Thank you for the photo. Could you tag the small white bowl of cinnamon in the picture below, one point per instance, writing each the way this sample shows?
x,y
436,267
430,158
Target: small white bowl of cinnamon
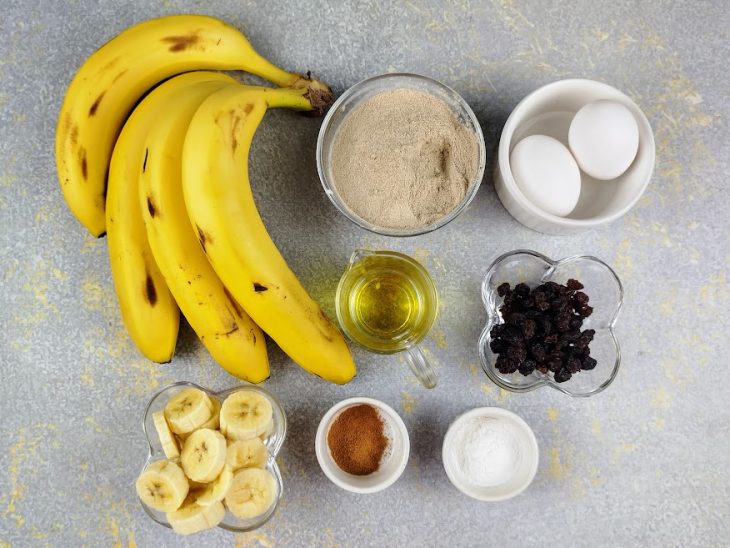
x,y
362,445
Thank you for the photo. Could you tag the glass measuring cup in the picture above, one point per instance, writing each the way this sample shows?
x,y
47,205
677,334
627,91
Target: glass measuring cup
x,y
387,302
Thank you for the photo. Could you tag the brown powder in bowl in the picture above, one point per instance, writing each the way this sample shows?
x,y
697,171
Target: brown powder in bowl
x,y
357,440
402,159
--
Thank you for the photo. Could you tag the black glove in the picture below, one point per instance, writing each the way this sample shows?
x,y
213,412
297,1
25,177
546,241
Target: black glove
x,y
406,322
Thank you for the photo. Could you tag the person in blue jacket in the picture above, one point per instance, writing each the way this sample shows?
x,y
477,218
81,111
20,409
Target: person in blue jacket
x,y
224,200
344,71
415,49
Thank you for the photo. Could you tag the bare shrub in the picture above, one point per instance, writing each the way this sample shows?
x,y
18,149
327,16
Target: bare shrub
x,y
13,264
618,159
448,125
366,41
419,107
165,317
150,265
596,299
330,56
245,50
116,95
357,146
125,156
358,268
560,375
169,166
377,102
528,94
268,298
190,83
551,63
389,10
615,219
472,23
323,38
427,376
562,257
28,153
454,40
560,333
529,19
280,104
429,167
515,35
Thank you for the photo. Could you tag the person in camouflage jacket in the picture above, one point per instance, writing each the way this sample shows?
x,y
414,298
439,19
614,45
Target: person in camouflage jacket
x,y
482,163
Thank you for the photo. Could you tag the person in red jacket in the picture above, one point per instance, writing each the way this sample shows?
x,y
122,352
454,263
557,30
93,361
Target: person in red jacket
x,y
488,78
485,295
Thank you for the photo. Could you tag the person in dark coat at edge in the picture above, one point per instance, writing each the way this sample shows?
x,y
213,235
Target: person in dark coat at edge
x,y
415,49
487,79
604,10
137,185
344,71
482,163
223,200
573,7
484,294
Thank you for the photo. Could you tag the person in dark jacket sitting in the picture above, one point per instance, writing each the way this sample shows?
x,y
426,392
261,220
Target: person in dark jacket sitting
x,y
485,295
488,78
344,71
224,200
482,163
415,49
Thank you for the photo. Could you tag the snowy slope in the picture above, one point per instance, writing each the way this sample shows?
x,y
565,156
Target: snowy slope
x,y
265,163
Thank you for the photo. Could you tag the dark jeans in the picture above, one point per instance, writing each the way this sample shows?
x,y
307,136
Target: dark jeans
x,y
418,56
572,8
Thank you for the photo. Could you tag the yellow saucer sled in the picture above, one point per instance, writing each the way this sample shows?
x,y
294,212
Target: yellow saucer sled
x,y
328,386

Brief: Collect every line in the rows above that contains the word "brown", and copy each one unchanged.

Answer to the exercise:
Thank you for the photo. Could you tag the brown powder in bowl in the picture above, one point per instance, writing each the way this sample shows?
Target: brown powder in bowl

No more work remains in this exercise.